• [CHECK YOUR UNDERSTANDING]
1. Using the text on the patient's rickettsial infection, answer the following:
(a) How many ticks were collected, and by what method?
(b) On what date was the patient discharged?
(c) To which strain was the rickettsial agent from the patient most closely related?
2. Condense the paragraph of the rickettsial infection text beginning "To further investigate the prevalence" into a bulleted list that retains its main facts.

• [TEXT]
Subsequently, the patient was treated with doxycycline (100 mg, thrice daily, intravenous injection) during October 7–13, after which the patient's symptoms resolved and she was discharged on October 14. After a 5-month follow-up, the patient recovered with no other complications.

To further investigate the prevalence of rickettsial infection in ticks surrounding the location of the patient's residence, 182 ticks were collected by flagging vegetation, and identified as Hyalomma asiaticum by morphological features and mitochondrial cytochrome c oxidase subunit I gene. PCR showed that 13 of these tick samples (7.14%) were rickettsia positive, in which 1 was confirmed as R. aeschlimannii, 5 were Candidatus Rickettsia barbariae, and the remaining 7 were R. raoulti.

Based on the sca1-ompA concatenated sequences, the results of both BLAST and phylogenic analysis revealed that the rickettsial agent from the patient shared 100% identities to R. aeschlimannii in H. asiaticum sampled at the surrounding of the patient's residence, and was most closely related to R. aeschlimannii strain MC16 (Supplementary Fig. S1).

Nucleotide sequences obtained in the study have been deposited in the GenBank database (ompA: MN794571, MN794572, MW321575, MW321566, MW321578; sca1: MT237577, MT237576, MW321584; and COI: MW498410, MW498406).

• [SOURCE INFORMATION]

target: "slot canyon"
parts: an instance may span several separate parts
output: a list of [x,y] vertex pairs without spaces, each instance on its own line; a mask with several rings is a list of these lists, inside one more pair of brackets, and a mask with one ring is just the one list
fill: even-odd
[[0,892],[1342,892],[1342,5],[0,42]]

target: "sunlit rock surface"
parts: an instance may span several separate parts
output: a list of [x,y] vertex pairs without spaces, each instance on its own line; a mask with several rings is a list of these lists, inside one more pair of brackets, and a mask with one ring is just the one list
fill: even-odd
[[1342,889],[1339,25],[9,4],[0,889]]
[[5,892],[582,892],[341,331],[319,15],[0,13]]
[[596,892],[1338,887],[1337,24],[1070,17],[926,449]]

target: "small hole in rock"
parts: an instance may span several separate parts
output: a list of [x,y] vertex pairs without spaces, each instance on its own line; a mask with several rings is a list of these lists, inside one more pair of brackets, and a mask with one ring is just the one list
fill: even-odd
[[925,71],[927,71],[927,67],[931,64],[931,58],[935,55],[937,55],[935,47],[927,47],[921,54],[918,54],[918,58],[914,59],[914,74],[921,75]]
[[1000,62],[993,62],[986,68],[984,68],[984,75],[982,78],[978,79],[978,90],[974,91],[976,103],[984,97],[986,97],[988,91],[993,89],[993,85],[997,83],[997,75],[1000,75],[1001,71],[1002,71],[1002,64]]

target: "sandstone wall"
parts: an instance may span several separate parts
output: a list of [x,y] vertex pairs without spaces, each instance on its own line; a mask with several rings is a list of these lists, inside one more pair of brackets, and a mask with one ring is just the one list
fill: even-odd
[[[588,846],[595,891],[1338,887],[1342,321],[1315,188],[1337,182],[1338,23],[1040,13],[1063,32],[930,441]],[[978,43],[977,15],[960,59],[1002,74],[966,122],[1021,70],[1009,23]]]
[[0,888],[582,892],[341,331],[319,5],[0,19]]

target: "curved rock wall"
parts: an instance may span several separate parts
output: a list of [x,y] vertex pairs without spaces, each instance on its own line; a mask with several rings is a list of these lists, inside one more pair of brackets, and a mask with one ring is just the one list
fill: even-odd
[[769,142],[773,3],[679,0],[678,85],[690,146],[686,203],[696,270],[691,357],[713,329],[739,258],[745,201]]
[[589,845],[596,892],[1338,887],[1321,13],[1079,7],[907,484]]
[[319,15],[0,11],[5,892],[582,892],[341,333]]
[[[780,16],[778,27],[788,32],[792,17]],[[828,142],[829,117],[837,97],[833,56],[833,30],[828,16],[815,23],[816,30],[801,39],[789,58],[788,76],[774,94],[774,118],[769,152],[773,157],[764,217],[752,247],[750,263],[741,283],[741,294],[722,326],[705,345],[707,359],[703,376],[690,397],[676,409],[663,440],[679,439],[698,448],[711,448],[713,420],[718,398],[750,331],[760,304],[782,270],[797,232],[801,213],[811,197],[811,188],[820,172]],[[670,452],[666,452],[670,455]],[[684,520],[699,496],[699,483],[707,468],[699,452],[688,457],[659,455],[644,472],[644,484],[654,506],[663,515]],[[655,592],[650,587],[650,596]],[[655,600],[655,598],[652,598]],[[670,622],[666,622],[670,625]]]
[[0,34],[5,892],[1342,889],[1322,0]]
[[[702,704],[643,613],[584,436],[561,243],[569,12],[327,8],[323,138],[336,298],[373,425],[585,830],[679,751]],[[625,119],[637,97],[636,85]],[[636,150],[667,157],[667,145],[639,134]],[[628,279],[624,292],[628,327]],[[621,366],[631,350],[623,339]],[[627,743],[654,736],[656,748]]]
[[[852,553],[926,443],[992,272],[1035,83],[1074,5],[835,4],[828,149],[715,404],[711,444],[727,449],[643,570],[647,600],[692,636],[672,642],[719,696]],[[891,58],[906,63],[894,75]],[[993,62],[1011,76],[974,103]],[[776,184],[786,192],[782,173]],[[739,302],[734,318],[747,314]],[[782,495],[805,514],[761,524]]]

• [ANSWER SET]
1.
(a) 182 ticks, collected by flagging vegetation.
(b) October 14.
(c) R. aeschlimannii strain MC16.

2.
- Goal: assess the prevalence of rickettsial infection in ticks around the patient's residence.
- 182 ticks were collected by flagging vegetation.
- Morphological features and the mitochondrial cytochrome c oxidase subunit I gene identified them as Hyalomma asiaticum.
- PCR found 13 samples (7.14%) rickettsia positive:
  - 1 R. aeschlimannii
  - 5 Candidatus Rickettsia barbariae
  - 7 R. raoulti